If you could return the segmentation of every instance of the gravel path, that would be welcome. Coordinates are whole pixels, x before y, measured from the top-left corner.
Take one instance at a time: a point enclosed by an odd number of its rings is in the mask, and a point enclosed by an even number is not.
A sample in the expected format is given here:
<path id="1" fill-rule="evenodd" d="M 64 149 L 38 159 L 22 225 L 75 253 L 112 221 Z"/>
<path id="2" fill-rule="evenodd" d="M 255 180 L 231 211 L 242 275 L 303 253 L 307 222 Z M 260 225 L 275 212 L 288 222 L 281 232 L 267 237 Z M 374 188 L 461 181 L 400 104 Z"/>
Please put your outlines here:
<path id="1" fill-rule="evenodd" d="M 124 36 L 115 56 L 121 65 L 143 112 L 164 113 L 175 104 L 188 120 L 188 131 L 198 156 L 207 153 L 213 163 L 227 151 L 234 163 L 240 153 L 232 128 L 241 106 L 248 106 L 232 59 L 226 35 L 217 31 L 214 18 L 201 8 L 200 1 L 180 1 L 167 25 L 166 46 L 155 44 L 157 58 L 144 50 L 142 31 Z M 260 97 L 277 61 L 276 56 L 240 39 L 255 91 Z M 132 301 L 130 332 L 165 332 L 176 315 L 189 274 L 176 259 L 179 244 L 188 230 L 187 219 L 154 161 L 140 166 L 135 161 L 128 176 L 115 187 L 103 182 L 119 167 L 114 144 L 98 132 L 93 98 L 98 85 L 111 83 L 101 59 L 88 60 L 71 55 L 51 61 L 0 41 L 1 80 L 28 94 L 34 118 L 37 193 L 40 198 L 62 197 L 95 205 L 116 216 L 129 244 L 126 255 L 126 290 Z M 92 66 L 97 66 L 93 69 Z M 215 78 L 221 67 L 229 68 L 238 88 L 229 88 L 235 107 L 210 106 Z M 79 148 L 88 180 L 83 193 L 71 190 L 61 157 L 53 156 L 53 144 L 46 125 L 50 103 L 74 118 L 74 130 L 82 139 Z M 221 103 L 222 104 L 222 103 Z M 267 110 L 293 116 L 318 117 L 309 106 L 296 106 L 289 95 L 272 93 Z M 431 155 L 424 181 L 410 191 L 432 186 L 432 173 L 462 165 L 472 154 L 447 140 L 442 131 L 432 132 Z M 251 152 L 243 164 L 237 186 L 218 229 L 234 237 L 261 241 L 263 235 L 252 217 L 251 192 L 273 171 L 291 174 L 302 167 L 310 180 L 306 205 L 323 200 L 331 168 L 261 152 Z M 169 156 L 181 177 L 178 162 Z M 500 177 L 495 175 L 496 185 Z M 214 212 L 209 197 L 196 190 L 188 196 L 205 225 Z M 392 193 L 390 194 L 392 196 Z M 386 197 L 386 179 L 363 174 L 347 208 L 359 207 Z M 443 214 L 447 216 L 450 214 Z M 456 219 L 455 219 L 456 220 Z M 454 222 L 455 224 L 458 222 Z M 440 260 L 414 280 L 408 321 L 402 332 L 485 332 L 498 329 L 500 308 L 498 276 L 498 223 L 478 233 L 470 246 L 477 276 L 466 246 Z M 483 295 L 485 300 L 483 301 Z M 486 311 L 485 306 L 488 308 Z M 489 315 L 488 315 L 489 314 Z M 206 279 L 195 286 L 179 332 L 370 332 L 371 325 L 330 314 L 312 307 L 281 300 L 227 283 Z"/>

THE PROBLEM: Reproduce all data above, unchanged.

RESPONSE:
If you could return the segmentation of every instance of the gravel path, that would be welcome. Coordinates are whole pixels, x before y, measured from the top-left corner.
Take one instance at a time: a point enclosed by an odd number of its rings is in the mask, and a point enclosed by an even number is not.
A sample in the expected format is given here:
<path id="1" fill-rule="evenodd" d="M 64 149 L 38 159 L 22 225 L 75 253 L 112 221 Z"/>
<path id="2" fill-rule="evenodd" d="M 255 180 L 231 211 L 242 275 L 303 253 L 307 222 Z M 260 225 L 275 212 L 288 222 L 281 232 L 267 237 Z M 374 188 L 461 181 L 400 104 Z"/>
Please put your outlines here:
<path id="1" fill-rule="evenodd" d="M 124 36 L 115 56 L 121 65 L 143 112 L 164 113 L 175 104 L 188 120 L 188 131 L 198 156 L 207 153 L 213 163 L 227 151 L 234 163 L 240 153 L 232 128 L 241 106 L 248 106 L 232 59 L 226 35 L 217 31 L 214 18 L 201 8 L 200 1 L 180 1 L 167 25 L 166 46 L 155 44 L 157 58 L 144 50 L 142 31 Z M 260 97 L 277 61 L 276 56 L 240 39 L 255 91 Z M 132 301 L 130 332 L 165 332 L 176 315 L 189 274 L 176 259 L 179 244 L 188 230 L 187 219 L 154 161 L 140 166 L 135 161 L 128 176 L 115 187 L 103 182 L 119 167 L 114 144 L 98 132 L 93 98 L 98 85 L 111 83 L 101 59 L 88 60 L 71 55 L 51 61 L 0 41 L 1 80 L 28 94 L 34 118 L 37 193 L 40 198 L 62 197 L 95 205 L 116 216 L 129 244 L 126 255 L 126 290 Z M 92 66 L 97 66 L 93 69 Z M 215 78 L 221 67 L 229 68 L 238 88 L 229 88 L 235 107 L 210 106 Z M 79 148 L 88 180 L 83 193 L 71 190 L 61 157 L 53 156 L 53 144 L 46 125 L 50 103 L 74 118 L 74 130 L 82 139 Z M 221 103 L 222 104 L 222 103 Z M 267 110 L 293 116 L 318 117 L 309 106 L 296 106 L 289 95 L 272 93 Z M 431 155 L 424 181 L 410 191 L 432 186 L 432 173 L 462 165 L 472 154 L 447 140 L 442 131 L 432 132 Z M 251 152 L 243 164 L 237 186 L 218 229 L 234 237 L 261 241 L 263 235 L 252 217 L 251 192 L 273 171 L 291 174 L 302 167 L 310 180 L 306 205 L 323 200 L 331 168 L 261 152 Z M 169 156 L 181 177 L 178 162 Z M 500 177 L 495 175 L 496 185 Z M 214 212 L 209 197 L 196 190 L 188 196 L 205 225 Z M 392 193 L 390 194 L 392 196 Z M 386 197 L 386 179 L 363 174 L 347 208 L 359 207 Z M 443 214 L 447 216 L 450 214 Z M 456 219 L 455 219 L 456 220 Z M 454 222 L 455 224 L 458 222 Z M 440 260 L 414 280 L 408 321 L 402 332 L 485 332 L 498 329 L 500 308 L 498 276 L 498 223 L 478 233 L 470 246 L 477 276 L 466 246 Z M 483 295 L 485 300 L 483 301 Z M 486 311 L 485 306 L 488 308 Z M 489 315 L 488 315 L 489 314 Z M 206 279 L 195 286 L 179 332 L 370 332 L 371 325 L 330 314 L 312 307 L 281 300 L 227 283 Z"/>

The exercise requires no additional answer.